■ **Passage shown**
The Murky State of Frontier AI Transparency

January 16, 2025

David Robusto

Policy Analyst

Medical AI “scribes” are now documenting over 1.3 million physician-patient encounters each month, with investment doubling to $800 million in 2024 alone. These AI assistants promise to revolutionize healthcare delivery by reducing paperwork burdens and improving both patient care and record access; a universal win.

But as AI systems increasingly handle sensitive aspects of our lives, they remain significantly opaque. Our new analysis of seven leading frontier AI models across 21 metrics reveals a concerning picture: the six closed models analyzed scored between 19.4 (Grok-2) and 62.5 (Gemini 1.5) out of 100 on overall transparency, with technical details being particularly obscured.

This combination – powerful AI systems deployed in critical settings without meaningful transparency – creates a perfect storm for unaccountable failures. When something goes wrong with an AI medical assistant or an energy management system, how do you interrogate the problem and who is responsible? Without understanding these systems’ inner workings, we cannot verify their safety or interrogate their outputs.

Closed Models are Particularly Opaque About Technical Details

The problem becomes even starker when examining technical details. Even Google’s Gemini 1.5—the most transparent of the closed models—scored just 2 out of 4 on Technical Transparency metrics like model architecture and training data, while the others averaged below 1. The clearest explanation for this is that these companies view their technical details as particularly sensitive, underpinning their competitive advantage, as well as potentially exposing them to legal issues.

But this widespread technical opacity creates a dangerous precedent. While preserving companies’ ability to innovate and protecting their IP is important, the current level of secrecy makes meaningful oversight impossible. Independent researchers, journalists, and oversight bodies cannot verify capabilities, robustly test for risks, and meaningfully compare across models–fundamental requirements for responsible AI development.

Documentation Drift Makes Models Even Less Intelligible Over Time

Even when companies do share technical details, their value erodes over time due to “documentation drift”–when documentation no longer accurately reflects a system’s current state. AI companies frequently push substantial updates to their models while only sharing minimal technical details, creating an expanding gap between what’s documented and what the public interacts with.

Anthropic’s recent update to Claude 3.5 Sonnet illustrates this perfectly: the company showcased significantly improved benchmark performance but offered no details about what changes drove these improvements. This confused the developer community to the point that many have started calling it Claude 3.6 for clarity due to the dramatically improved performance. Other examples of this problem can be seen with GPT-4o, Gemini 1.5, and Grok-2. This pattern of undocumented updates means the public’s already limited understanding of these models gets worse over the course of their deployment.

Established Players are More Transparent than Startups

Our research also found a transparency divide between established tech companies and AI startups. Meta’s open-weight Llama 3.2 and Google’s Gemini 1.5 lead in transparency, scoring 88.9 and 62.5 out of 100, respectively. In contrast, the most advanced models from startups trail significantly, with OpenAI’s o1-preview scoring 44.7 and xAI’s Grok-2 managing just 19.4.

While we can’t say for sure why this is with only seven data points, one explanation is a relative lack of company resources. Google and Meta could just have more people to write documentation. Some facts suggest otherwise though. OpenAI, for example, used to release significantly more technical information when it operated as a research lab, as evidenced by GPT-2’s technical report.

■ **Exercise 1**
Retype the portion of the article on frontier AI transparency starting at "Policy Analyst" and ending at "a universal win.", reproducing every word and punctuation mark without change.
■ **Exercise 2**
Extend the article on frontier AI transparency by writing what follows its last sentence.

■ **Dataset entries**
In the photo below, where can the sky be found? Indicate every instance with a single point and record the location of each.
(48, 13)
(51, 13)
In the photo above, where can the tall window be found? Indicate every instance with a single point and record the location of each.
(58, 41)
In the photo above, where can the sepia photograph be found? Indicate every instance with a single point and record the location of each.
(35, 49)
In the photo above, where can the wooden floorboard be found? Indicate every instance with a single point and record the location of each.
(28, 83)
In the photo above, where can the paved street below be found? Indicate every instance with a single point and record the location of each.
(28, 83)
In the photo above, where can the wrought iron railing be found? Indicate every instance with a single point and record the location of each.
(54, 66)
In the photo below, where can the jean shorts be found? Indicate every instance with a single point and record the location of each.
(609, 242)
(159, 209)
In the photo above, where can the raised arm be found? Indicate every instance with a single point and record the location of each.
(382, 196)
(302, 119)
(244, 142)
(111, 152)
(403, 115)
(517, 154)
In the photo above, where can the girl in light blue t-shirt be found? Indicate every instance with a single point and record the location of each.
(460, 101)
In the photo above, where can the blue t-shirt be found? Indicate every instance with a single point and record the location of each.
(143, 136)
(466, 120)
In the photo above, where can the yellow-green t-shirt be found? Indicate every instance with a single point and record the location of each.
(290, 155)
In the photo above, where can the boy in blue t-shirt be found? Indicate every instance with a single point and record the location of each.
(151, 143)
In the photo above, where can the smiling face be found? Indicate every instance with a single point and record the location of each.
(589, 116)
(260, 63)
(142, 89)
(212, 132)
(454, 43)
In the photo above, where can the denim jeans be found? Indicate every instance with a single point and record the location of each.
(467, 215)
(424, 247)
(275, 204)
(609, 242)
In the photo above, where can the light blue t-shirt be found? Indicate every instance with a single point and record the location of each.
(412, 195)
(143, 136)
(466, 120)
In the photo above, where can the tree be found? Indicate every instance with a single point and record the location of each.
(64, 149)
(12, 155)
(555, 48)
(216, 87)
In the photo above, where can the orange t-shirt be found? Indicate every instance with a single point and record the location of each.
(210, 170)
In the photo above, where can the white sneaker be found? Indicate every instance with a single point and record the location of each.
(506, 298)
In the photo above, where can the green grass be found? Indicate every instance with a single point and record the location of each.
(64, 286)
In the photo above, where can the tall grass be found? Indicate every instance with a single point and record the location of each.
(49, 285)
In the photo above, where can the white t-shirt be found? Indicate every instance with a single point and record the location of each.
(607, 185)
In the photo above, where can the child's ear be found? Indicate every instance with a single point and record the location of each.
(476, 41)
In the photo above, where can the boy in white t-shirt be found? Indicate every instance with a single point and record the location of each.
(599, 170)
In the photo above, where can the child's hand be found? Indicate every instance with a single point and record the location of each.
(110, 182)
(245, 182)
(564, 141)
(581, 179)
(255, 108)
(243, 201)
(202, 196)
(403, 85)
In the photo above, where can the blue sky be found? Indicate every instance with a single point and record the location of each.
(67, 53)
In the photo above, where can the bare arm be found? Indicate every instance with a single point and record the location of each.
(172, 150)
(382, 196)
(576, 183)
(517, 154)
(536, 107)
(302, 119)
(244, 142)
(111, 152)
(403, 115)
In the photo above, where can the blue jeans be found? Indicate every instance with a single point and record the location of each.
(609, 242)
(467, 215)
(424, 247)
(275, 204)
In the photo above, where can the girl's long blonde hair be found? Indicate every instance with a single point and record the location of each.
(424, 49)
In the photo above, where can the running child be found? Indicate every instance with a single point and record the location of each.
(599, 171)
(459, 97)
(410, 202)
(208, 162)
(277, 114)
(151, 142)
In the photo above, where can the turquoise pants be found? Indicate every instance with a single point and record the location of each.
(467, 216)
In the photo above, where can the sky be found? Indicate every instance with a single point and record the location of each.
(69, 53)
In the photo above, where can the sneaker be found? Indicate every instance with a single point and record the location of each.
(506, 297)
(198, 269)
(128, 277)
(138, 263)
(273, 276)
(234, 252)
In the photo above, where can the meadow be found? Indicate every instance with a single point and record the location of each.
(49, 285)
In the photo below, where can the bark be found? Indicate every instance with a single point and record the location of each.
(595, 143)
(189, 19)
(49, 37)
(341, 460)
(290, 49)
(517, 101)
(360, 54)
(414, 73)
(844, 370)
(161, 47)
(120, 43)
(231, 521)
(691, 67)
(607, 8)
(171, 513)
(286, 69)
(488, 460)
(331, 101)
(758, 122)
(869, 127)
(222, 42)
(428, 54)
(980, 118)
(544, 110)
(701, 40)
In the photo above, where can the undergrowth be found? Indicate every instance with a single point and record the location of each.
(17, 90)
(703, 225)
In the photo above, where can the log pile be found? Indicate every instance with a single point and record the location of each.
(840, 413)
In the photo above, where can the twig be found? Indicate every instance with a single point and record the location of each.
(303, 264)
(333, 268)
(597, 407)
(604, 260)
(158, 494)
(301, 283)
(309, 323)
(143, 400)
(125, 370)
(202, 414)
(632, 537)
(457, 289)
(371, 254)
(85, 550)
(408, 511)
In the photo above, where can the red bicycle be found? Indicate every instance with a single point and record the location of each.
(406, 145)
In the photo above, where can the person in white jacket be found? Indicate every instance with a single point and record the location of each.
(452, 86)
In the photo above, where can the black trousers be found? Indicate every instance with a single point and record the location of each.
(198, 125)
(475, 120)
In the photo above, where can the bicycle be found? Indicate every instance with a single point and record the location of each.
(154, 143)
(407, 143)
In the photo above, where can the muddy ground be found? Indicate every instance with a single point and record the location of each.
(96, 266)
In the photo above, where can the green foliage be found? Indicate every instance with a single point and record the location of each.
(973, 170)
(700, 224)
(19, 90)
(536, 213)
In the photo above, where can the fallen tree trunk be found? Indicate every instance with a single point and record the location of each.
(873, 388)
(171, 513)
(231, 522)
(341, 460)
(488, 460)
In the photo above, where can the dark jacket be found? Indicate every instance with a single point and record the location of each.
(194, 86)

■ **Task result 1**
Policy Analyst

Medical AI “scribes” are now documenting over 1.3 million physician-patient encounters each month, with investment doubling to $800 million in 2024 alone. These AI assistants promise to revolutionize healthcare delivery by reducing paperwork burdens and improving both patient care and record access; a universal win.

■ **Task result 2**
One alternative explanation is that the divergence in transparency scores results from different business incentives. For AI startups whose sole revenue comes from selling model access, opacity might seem necessary to retain competitive advantage. In contrast, established tech giants with their diverse revenue streams, can afford to prioritize transparency. As Meta’s CEO Mark Zuckerberg noted, “Selling access to AI models isn’t our business model.” This creates a key challenge for transparency advocates: how do you promote openness without inadvertently punishing smaller innovators?

Current Capability Evaluations Leave Much to be Desired

The transparency problem extends even to model evaluation, where companies use common benchmarks for model capabilities, but with limitations that make meaningful comparison impossible. Each company runs its own evaluation framework with different benchmarks–often retiring metrics once they’ve been mastered–making it like comparing students’ abilities when they’ve all taken different tests. Additionally, except for Meta, no company provides enough detail about their testing methods for external verification.

Critical details about how tests were conducted – like how questions were formatted or what settings were used – are routinely omitted from documentation. This means we’re often taking companies’ at their word about their models’ capabilities. And there’s the elephant in the room that many of these benchmarks aren’t even effective at measuring what they aim to. We urgently need standardized, reproducible evaluation methods that more effectively tell us what these models can and cannot do.

Toward Increased Transparency

The transparency crisis in frontier AI requires urgent attention. Our analysis reveals four critical problems: closed models remain largely opaque about technical details, documentation is failing to keep pace with rapid updates, AI startups remain even more opaque than established players, and we still lack the ability to meaningfully compare model capabilities.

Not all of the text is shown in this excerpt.